--- begin DATA ---
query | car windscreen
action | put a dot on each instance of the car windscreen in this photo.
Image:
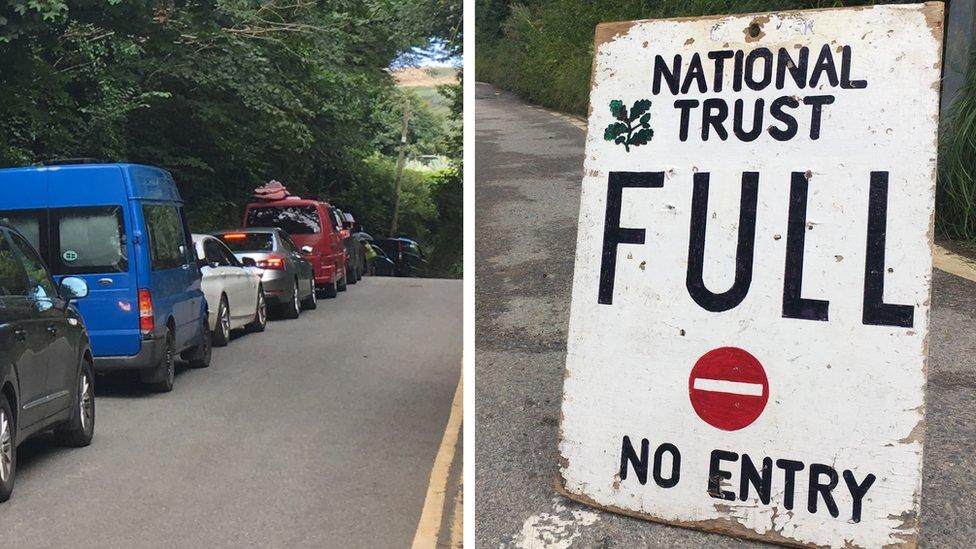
(248, 242)
(297, 219)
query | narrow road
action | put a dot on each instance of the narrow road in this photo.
(528, 171)
(320, 432)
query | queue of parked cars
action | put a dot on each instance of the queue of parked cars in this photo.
(99, 272)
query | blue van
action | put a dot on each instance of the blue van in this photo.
(121, 227)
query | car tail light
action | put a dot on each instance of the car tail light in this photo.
(146, 319)
(272, 262)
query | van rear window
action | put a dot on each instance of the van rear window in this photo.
(89, 240)
(295, 219)
(248, 242)
(83, 240)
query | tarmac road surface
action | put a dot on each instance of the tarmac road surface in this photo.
(319, 432)
(529, 166)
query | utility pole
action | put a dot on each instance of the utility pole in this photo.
(401, 160)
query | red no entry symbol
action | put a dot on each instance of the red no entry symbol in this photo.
(728, 388)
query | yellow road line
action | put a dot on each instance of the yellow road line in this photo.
(457, 528)
(429, 525)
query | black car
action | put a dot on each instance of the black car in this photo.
(381, 265)
(46, 377)
(405, 254)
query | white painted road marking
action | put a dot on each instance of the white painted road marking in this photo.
(726, 386)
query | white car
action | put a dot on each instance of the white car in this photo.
(232, 288)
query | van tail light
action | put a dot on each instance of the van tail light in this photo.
(146, 320)
(272, 262)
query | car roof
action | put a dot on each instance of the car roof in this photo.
(253, 230)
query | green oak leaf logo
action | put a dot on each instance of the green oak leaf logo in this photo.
(631, 129)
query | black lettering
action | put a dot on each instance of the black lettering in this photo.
(719, 57)
(671, 76)
(845, 72)
(857, 492)
(876, 312)
(716, 474)
(695, 73)
(737, 71)
(685, 106)
(797, 69)
(716, 119)
(763, 482)
(794, 305)
(613, 233)
(767, 74)
(629, 455)
(816, 487)
(737, 120)
(816, 103)
(790, 469)
(824, 66)
(776, 110)
(675, 465)
(744, 249)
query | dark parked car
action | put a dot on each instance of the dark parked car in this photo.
(405, 254)
(354, 246)
(286, 274)
(46, 376)
(381, 265)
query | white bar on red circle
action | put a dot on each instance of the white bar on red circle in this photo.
(726, 386)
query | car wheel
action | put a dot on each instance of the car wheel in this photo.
(199, 355)
(8, 449)
(161, 378)
(260, 314)
(293, 307)
(311, 301)
(331, 290)
(81, 427)
(221, 335)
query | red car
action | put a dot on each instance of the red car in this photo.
(313, 228)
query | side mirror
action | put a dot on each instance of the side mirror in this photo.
(72, 287)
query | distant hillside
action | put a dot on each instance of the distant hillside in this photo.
(424, 81)
(414, 77)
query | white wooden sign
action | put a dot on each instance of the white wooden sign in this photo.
(748, 335)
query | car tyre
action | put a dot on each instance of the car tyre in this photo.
(221, 335)
(80, 428)
(331, 290)
(293, 307)
(311, 301)
(8, 449)
(260, 321)
(162, 377)
(199, 356)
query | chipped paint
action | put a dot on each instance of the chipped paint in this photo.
(842, 393)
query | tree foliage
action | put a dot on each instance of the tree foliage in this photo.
(225, 94)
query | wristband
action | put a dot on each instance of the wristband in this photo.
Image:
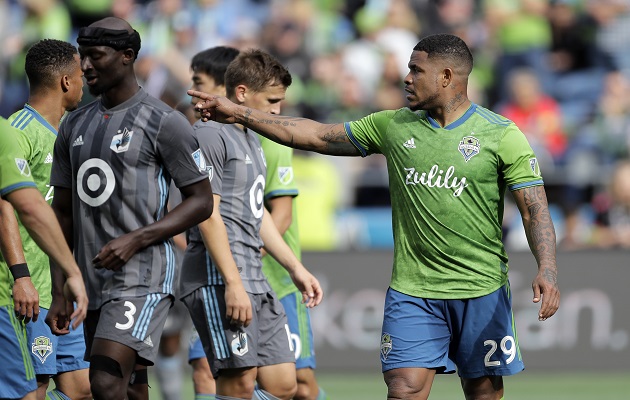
(19, 271)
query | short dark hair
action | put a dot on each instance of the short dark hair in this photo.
(213, 62)
(447, 46)
(256, 69)
(47, 60)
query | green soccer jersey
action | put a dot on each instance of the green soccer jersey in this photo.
(42, 137)
(15, 174)
(447, 187)
(280, 182)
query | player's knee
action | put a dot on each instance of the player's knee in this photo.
(307, 387)
(484, 388)
(285, 390)
(106, 378)
(304, 392)
(202, 378)
(400, 386)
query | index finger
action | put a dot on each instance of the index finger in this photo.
(200, 95)
(79, 313)
(35, 312)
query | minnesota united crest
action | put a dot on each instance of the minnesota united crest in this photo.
(469, 147)
(200, 160)
(285, 175)
(239, 344)
(42, 348)
(120, 142)
(386, 345)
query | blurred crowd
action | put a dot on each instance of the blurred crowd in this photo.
(560, 69)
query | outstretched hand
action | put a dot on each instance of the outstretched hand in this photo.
(545, 287)
(214, 108)
(312, 292)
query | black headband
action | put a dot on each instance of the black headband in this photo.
(114, 38)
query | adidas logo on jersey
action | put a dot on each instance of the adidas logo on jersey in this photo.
(410, 144)
(78, 141)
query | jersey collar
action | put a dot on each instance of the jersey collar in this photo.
(455, 124)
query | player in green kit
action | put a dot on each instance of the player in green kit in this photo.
(450, 162)
(56, 86)
(18, 188)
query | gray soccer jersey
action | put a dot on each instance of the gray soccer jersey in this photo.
(119, 163)
(236, 168)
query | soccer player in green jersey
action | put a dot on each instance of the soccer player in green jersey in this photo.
(56, 86)
(18, 188)
(449, 162)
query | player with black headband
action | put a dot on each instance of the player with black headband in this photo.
(114, 160)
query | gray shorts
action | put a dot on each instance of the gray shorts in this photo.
(136, 322)
(266, 341)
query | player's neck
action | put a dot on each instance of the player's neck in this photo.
(120, 93)
(49, 106)
(451, 111)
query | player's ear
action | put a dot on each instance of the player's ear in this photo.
(447, 77)
(129, 56)
(240, 92)
(65, 83)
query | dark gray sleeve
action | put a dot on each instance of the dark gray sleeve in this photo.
(214, 151)
(178, 148)
(61, 170)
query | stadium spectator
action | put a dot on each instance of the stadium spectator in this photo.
(113, 162)
(450, 158)
(613, 210)
(55, 86)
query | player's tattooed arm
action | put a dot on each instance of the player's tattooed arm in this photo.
(540, 231)
(301, 133)
(541, 236)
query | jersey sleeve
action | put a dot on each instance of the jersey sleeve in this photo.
(518, 162)
(179, 150)
(61, 170)
(367, 133)
(15, 172)
(280, 180)
(213, 151)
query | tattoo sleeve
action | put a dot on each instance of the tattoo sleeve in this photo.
(539, 228)
(301, 133)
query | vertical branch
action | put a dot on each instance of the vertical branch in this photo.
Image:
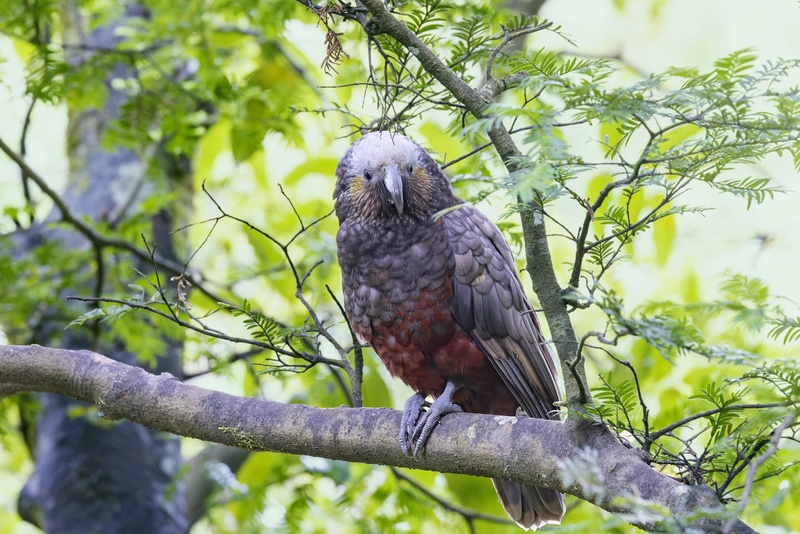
(537, 250)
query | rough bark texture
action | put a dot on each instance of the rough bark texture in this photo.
(525, 450)
(92, 477)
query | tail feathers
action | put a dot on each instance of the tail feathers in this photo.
(529, 506)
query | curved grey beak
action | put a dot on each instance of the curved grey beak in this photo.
(394, 184)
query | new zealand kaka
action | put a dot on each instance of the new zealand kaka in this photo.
(430, 283)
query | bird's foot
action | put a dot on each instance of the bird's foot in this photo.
(415, 407)
(428, 420)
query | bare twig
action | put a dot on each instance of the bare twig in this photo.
(751, 473)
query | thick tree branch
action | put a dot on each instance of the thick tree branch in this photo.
(525, 450)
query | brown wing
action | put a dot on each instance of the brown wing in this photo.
(490, 304)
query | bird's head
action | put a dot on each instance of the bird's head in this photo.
(386, 176)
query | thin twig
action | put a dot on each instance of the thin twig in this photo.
(751, 473)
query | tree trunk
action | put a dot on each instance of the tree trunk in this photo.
(91, 476)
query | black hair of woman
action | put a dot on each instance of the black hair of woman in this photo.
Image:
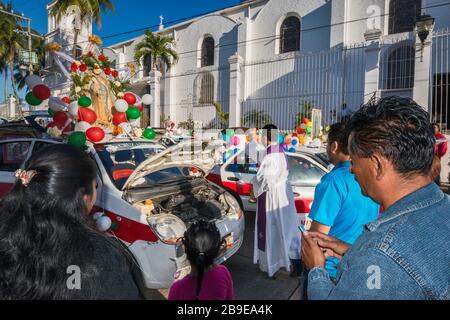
(45, 228)
(202, 244)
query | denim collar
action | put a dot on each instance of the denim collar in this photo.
(420, 199)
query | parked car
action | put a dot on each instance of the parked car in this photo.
(306, 169)
(150, 198)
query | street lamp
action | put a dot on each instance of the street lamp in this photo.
(424, 27)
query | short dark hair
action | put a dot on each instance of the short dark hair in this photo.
(269, 130)
(397, 129)
(338, 133)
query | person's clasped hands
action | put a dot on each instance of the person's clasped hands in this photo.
(317, 247)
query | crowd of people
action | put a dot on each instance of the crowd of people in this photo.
(380, 223)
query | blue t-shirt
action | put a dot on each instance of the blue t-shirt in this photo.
(340, 204)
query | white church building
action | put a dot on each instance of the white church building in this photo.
(272, 60)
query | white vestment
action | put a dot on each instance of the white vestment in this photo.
(280, 241)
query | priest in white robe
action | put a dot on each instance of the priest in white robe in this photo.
(277, 237)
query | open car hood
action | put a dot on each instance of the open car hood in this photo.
(203, 155)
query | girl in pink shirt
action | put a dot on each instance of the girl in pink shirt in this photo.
(202, 244)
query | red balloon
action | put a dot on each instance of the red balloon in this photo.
(42, 92)
(86, 114)
(60, 117)
(66, 100)
(119, 118)
(95, 134)
(130, 98)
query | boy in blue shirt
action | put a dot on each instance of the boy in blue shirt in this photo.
(340, 209)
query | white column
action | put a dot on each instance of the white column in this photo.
(155, 108)
(235, 90)
(421, 91)
(372, 68)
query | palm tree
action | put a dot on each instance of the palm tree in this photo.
(87, 9)
(158, 47)
(11, 42)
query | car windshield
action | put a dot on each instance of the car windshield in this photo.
(121, 159)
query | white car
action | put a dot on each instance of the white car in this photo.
(150, 198)
(306, 169)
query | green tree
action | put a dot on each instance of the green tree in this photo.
(256, 119)
(88, 9)
(159, 48)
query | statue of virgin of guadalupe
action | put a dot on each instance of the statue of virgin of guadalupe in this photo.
(102, 100)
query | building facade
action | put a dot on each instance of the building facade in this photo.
(273, 60)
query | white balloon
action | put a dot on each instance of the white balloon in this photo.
(147, 99)
(73, 109)
(104, 224)
(33, 80)
(82, 126)
(121, 105)
(56, 104)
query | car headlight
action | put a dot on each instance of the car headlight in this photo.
(235, 209)
(168, 228)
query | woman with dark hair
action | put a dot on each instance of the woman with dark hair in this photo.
(202, 243)
(49, 246)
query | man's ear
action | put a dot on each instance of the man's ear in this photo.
(379, 165)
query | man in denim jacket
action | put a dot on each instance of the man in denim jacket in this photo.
(405, 254)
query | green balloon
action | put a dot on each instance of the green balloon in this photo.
(84, 102)
(32, 100)
(133, 113)
(149, 134)
(77, 139)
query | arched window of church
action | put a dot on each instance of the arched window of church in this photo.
(206, 89)
(208, 52)
(147, 65)
(403, 15)
(399, 68)
(290, 35)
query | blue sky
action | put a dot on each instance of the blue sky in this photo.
(129, 15)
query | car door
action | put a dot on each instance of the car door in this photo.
(13, 154)
(237, 175)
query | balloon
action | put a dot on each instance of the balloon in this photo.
(32, 100)
(86, 114)
(60, 117)
(56, 104)
(66, 100)
(149, 134)
(95, 134)
(147, 99)
(121, 105)
(119, 118)
(33, 80)
(77, 139)
(288, 140)
(280, 139)
(82, 126)
(130, 98)
(73, 109)
(42, 92)
(104, 223)
(84, 102)
(133, 113)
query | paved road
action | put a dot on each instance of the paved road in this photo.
(249, 282)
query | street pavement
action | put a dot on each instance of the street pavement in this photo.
(249, 282)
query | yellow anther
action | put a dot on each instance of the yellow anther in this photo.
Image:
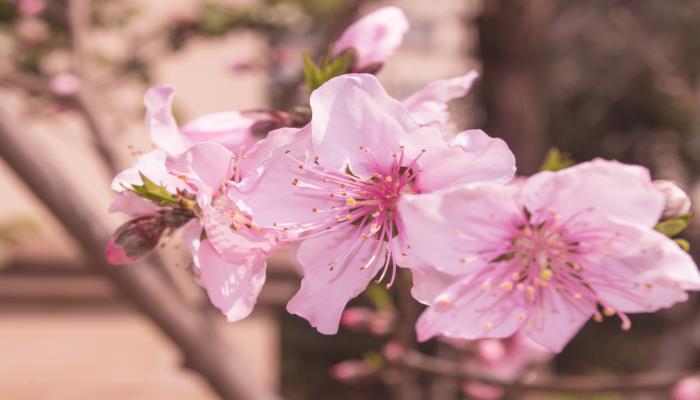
(597, 317)
(546, 274)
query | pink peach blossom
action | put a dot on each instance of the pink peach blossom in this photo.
(373, 38)
(428, 106)
(545, 257)
(338, 182)
(687, 389)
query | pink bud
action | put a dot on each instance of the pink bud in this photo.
(374, 37)
(351, 370)
(677, 201)
(65, 84)
(482, 391)
(687, 389)
(30, 8)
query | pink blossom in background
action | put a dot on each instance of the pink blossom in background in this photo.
(339, 183)
(373, 38)
(30, 8)
(65, 84)
(428, 106)
(687, 389)
(545, 257)
(231, 129)
(677, 202)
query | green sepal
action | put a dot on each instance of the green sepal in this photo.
(330, 67)
(556, 160)
(683, 244)
(379, 297)
(674, 226)
(154, 192)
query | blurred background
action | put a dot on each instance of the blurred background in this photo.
(616, 79)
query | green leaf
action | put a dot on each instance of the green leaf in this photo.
(154, 192)
(330, 67)
(674, 226)
(684, 244)
(556, 160)
(379, 297)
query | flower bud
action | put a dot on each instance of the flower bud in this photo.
(687, 389)
(134, 239)
(352, 370)
(677, 201)
(373, 38)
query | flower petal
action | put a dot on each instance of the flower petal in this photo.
(591, 185)
(324, 293)
(232, 285)
(428, 106)
(160, 121)
(464, 311)
(459, 230)
(471, 157)
(207, 165)
(558, 322)
(644, 272)
(230, 129)
(353, 111)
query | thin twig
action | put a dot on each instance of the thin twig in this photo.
(660, 381)
(203, 350)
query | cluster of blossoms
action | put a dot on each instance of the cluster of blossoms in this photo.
(368, 184)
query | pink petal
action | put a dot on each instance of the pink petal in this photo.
(259, 153)
(160, 121)
(353, 111)
(132, 205)
(228, 234)
(608, 188)
(645, 271)
(558, 321)
(232, 285)
(207, 165)
(273, 199)
(152, 165)
(116, 255)
(445, 228)
(464, 311)
(231, 129)
(428, 106)
(324, 293)
(374, 37)
(471, 157)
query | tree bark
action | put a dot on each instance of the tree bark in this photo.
(203, 350)
(512, 45)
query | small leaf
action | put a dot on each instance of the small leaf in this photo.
(674, 226)
(154, 192)
(684, 244)
(379, 297)
(556, 160)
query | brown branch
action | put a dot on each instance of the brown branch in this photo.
(203, 350)
(642, 382)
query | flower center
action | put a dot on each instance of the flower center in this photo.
(366, 207)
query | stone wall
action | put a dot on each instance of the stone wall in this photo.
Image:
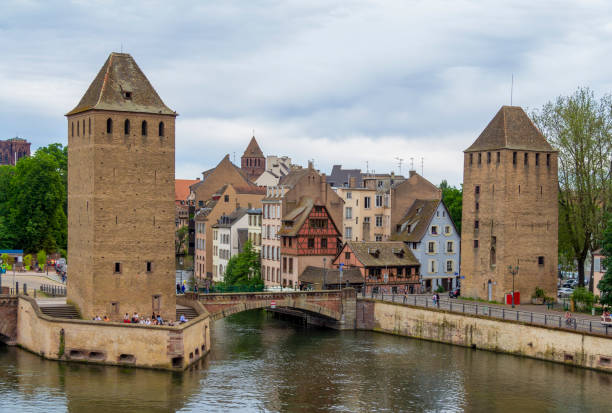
(161, 347)
(481, 332)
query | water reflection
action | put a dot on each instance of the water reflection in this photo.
(262, 364)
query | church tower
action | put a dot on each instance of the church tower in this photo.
(121, 196)
(510, 211)
(253, 162)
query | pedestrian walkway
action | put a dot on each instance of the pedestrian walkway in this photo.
(531, 314)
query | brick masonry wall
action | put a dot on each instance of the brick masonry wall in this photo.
(121, 210)
(518, 206)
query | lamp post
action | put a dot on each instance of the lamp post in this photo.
(324, 272)
(513, 272)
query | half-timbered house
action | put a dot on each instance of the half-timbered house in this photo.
(388, 267)
(309, 237)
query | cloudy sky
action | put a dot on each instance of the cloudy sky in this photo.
(349, 82)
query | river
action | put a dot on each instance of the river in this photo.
(259, 363)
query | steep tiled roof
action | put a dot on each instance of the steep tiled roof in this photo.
(293, 177)
(253, 150)
(296, 217)
(181, 188)
(417, 220)
(511, 128)
(381, 254)
(121, 86)
(316, 275)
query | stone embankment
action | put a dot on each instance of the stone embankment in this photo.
(577, 348)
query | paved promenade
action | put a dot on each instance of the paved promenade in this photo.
(532, 314)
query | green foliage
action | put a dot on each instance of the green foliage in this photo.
(583, 298)
(41, 257)
(580, 128)
(244, 269)
(181, 239)
(453, 199)
(33, 214)
(605, 284)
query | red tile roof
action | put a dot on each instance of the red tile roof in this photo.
(181, 188)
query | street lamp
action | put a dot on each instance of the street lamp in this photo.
(513, 272)
(324, 272)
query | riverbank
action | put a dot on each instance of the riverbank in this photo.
(578, 348)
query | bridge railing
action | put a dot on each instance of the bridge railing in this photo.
(529, 317)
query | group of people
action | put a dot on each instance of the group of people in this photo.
(156, 319)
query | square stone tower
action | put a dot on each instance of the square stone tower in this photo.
(121, 196)
(510, 213)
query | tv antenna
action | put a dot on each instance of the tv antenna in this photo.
(399, 161)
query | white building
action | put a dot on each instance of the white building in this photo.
(229, 235)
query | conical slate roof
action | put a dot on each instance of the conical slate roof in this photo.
(121, 86)
(511, 128)
(253, 150)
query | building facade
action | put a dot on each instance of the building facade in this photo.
(309, 237)
(121, 229)
(387, 267)
(430, 234)
(270, 239)
(510, 210)
(227, 240)
(12, 150)
(254, 230)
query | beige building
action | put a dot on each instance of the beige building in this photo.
(121, 210)
(510, 215)
(223, 202)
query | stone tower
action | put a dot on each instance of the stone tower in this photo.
(121, 196)
(253, 163)
(509, 210)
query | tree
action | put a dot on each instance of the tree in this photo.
(41, 258)
(181, 238)
(33, 211)
(580, 128)
(453, 199)
(605, 284)
(244, 269)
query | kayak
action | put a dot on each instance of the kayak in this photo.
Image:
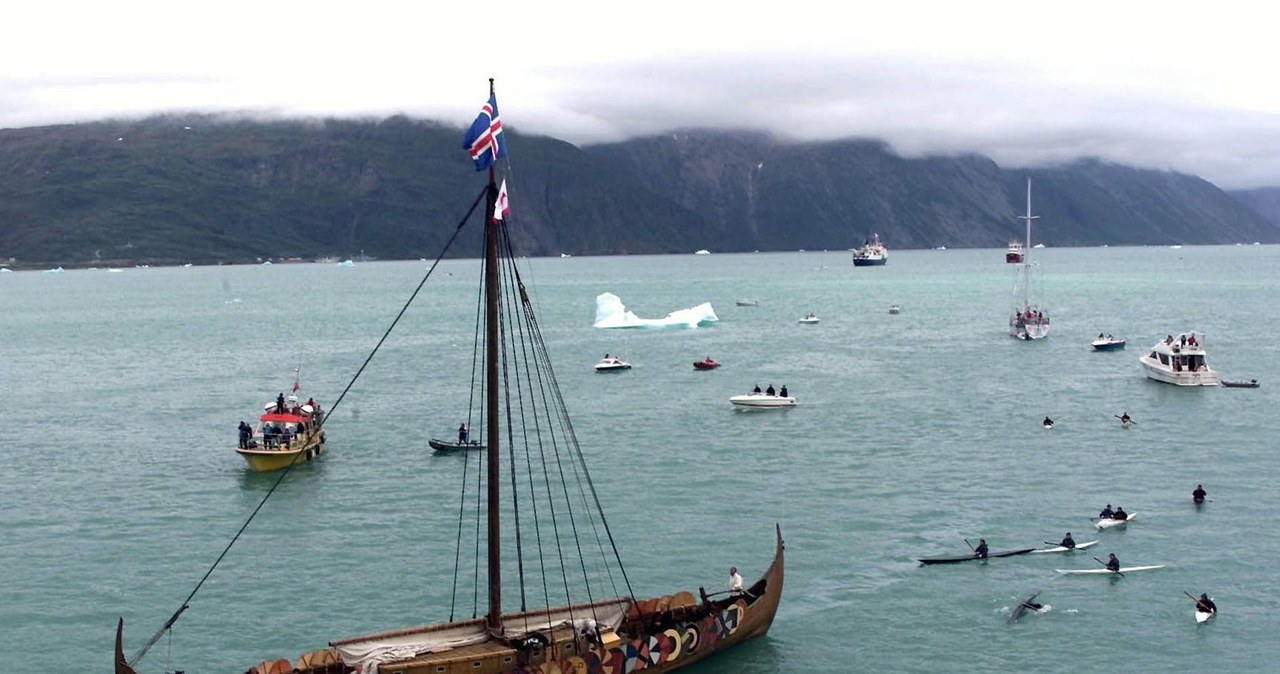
(1109, 523)
(1123, 569)
(1060, 549)
(1018, 610)
(970, 558)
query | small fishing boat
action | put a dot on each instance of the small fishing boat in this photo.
(1014, 253)
(452, 445)
(1179, 361)
(286, 432)
(970, 556)
(871, 253)
(1029, 320)
(1240, 383)
(612, 363)
(1107, 343)
(1064, 549)
(1098, 572)
(763, 400)
(1107, 522)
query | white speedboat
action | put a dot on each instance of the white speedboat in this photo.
(1179, 361)
(1105, 523)
(612, 363)
(763, 400)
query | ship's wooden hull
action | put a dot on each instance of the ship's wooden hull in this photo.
(654, 637)
(274, 459)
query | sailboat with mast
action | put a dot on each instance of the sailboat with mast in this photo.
(536, 509)
(1029, 320)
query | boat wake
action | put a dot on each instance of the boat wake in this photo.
(609, 312)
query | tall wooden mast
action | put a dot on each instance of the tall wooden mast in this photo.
(490, 312)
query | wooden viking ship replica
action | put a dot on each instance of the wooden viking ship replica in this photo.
(593, 622)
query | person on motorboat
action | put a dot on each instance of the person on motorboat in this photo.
(981, 551)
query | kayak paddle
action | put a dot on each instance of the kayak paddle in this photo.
(1104, 563)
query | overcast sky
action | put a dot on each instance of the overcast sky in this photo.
(1169, 85)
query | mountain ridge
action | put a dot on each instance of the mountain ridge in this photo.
(206, 189)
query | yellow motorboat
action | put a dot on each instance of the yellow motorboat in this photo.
(286, 432)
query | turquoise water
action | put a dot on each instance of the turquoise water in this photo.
(122, 391)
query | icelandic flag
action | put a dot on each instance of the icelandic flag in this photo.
(484, 138)
(502, 207)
--- end DATA ---
Starting from the line containing "query | small fishing boat" and ending with the final line of the data, reproduce each line exactly as it appears, including no other lines.

→ SOLUTION FOR THIS TASK
query | small fishing boat
action | put a dot on each instance of the small fishing boat in this photo.
(1014, 253)
(452, 445)
(1179, 361)
(286, 432)
(970, 556)
(871, 253)
(1029, 320)
(1240, 383)
(612, 363)
(1107, 343)
(1064, 549)
(1098, 572)
(763, 400)
(1107, 522)
query | white speedboat
action | put a dot on each instance of the white speedboat in this photo.
(1179, 361)
(1105, 523)
(612, 363)
(763, 400)
query | ship's wooden hull
action | put a dot on each instance of the ship's wooden hull in this photo.
(654, 637)
(274, 459)
query | sailboat with mast
action | put a dot on each instance of the sailboat with mast in this photo.
(536, 509)
(1029, 320)
query | boat wake
action | put a dot on each instance of the boat wake in this photo.
(609, 312)
query | tall wooden mast
action | put a dot on each instance of the tall wooden mast in this photo.
(490, 312)
query | wooden viking ship replica
action | put a dot on each instance of the wooden viking ship replica in this photo.
(593, 622)
query | person on motorboat
action | put a dot on each instance of the person on motorboat in this photo.
(981, 551)
query | kayak paddle
action | put a dot on each instance of the kayak paddle in this photo.
(1104, 563)
query | overcast sky
action | put a dot on each instance of the overcast sky in this photo.
(1169, 85)
query | mountain ridge
action | put a dot on each instance of the mountain ridge in this photo.
(206, 189)
query | yellow motorboat
action | put a dot on each instance of the yellow motorboat in this photo.
(286, 432)
query | turquoise water
action | put a dot on each instance of the turquoise water in this photo.
(122, 391)
query | icelandic flag
action | put a dot on each instance of the icelandic flag in this photo.
(484, 138)
(502, 207)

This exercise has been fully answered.